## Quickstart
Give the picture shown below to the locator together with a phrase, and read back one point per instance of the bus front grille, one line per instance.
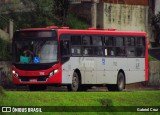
(27, 78)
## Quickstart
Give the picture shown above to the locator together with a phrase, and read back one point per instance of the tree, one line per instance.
(60, 10)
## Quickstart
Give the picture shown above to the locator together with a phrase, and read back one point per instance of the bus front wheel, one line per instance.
(75, 83)
(120, 83)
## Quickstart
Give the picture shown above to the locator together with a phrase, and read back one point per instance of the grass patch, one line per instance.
(74, 99)
(2, 92)
(139, 98)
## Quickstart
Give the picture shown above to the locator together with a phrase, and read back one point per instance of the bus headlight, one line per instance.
(14, 73)
(53, 72)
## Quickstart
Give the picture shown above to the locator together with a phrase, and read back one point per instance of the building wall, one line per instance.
(157, 6)
(125, 17)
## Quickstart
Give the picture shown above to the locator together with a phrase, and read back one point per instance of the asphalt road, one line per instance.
(130, 87)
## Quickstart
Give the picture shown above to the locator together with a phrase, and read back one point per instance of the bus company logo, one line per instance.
(6, 109)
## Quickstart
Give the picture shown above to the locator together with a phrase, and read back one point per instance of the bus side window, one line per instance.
(130, 46)
(140, 46)
(65, 47)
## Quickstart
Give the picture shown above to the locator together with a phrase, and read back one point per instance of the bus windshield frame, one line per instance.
(35, 47)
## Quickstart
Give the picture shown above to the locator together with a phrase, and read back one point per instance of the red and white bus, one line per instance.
(79, 58)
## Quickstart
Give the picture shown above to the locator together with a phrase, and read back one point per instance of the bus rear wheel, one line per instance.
(75, 83)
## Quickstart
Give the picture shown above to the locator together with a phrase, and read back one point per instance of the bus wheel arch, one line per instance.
(121, 80)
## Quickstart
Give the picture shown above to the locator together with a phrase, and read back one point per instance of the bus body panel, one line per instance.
(31, 77)
(93, 70)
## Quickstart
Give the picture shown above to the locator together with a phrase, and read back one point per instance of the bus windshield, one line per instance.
(35, 50)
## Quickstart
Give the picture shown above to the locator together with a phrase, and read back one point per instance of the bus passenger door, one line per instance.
(65, 59)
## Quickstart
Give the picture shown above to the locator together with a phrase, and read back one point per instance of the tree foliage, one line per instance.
(40, 13)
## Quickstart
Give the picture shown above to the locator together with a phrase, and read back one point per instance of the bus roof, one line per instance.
(66, 30)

▸ **What the task requires**
Pictures in the records must not appear in the copy; transcribe everything else precisely.

▸ **Right answer**
## Quickstart
Give the picture shown below to the locator together with a phrase, and read back one point per instance of the bus front grille, one line per instance.
(27, 78)
## Quickstart
Give the picture shown above to the locator together with a phrase, and read back one point per instance of the tree, one line per instance.
(60, 10)
## Quickstart
Give the picture shown above to the locator together with a phrase, and read back one point per instance of the bus front wheel, one line per instance.
(75, 83)
(120, 83)
## Quickstart
Give the picture shown above to the locator together with a phrase, and read back one point per instance of the grass patch, one line per instance.
(74, 99)
(2, 92)
(139, 98)
## Quickstart
Give the picture shown above to the locator together with a phrase, and read back one point per instance of the bus headlight, one line per instance.
(14, 73)
(53, 72)
## Quickstart
Give the picture shown above to the locator together with a phrase, and read back one point per instance of the building wall, one line per instance.
(157, 6)
(125, 17)
## Quickstart
Give the picture shown above to the locator together with a phrase, and read back one point per instance of the asphalt road, one line per instance.
(130, 87)
## Quickstart
Give the picture shown above to the locator together with a phrase, and read back one point per instance of the bus company logo, one line per instance.
(6, 109)
## Quickstart
Give the picture shown above to the locator together with a phrase, and read back one point per instance of the bus side window, one line per instance.
(130, 46)
(140, 46)
(65, 47)
## Quickstart
Give the picture shown above to the locator together with a phrase, and read back one point per instance of the bus windshield frame, one line per instance.
(35, 47)
## Quickstart
Give the picture shown above to the locator together with a phrase, and read back one point per instance of the red and white bus, one line per instance.
(79, 58)
## Quickstart
Give the picture shown above to the locator together with a phrase, and read back one point per instance of the bus rear wheel, one line per instance.
(75, 83)
## Quickstart
Give the picture shown above to the locator together with a phrase, and read back one point per instance of the bus wheel arch, one line per instance.
(121, 80)
## Quickstart
Give the picture shown above to the locator together with a phrase, and read back one point per instance of the bus body panel, one line per instance.
(31, 77)
(93, 70)
## Quickstart
Give the picture shown above to the locator together with a phrase, and read back one point per instance of the bus windshield, one line per instance.
(35, 50)
## Quickstart
Give the picture shown above to the locator together with a phrase, and read back one point per instance of the bus passenger door, one line per instance.
(65, 59)
## Quickstart
Give the picture shown above to the locator together with a phrase, and read back one point per instance of the tree foliage, one line per instance.
(40, 13)
## Quickstart
Give the picture shown above to the locator together with a phrase, and read back one point per instance of the bus roof, one line per instance.
(66, 30)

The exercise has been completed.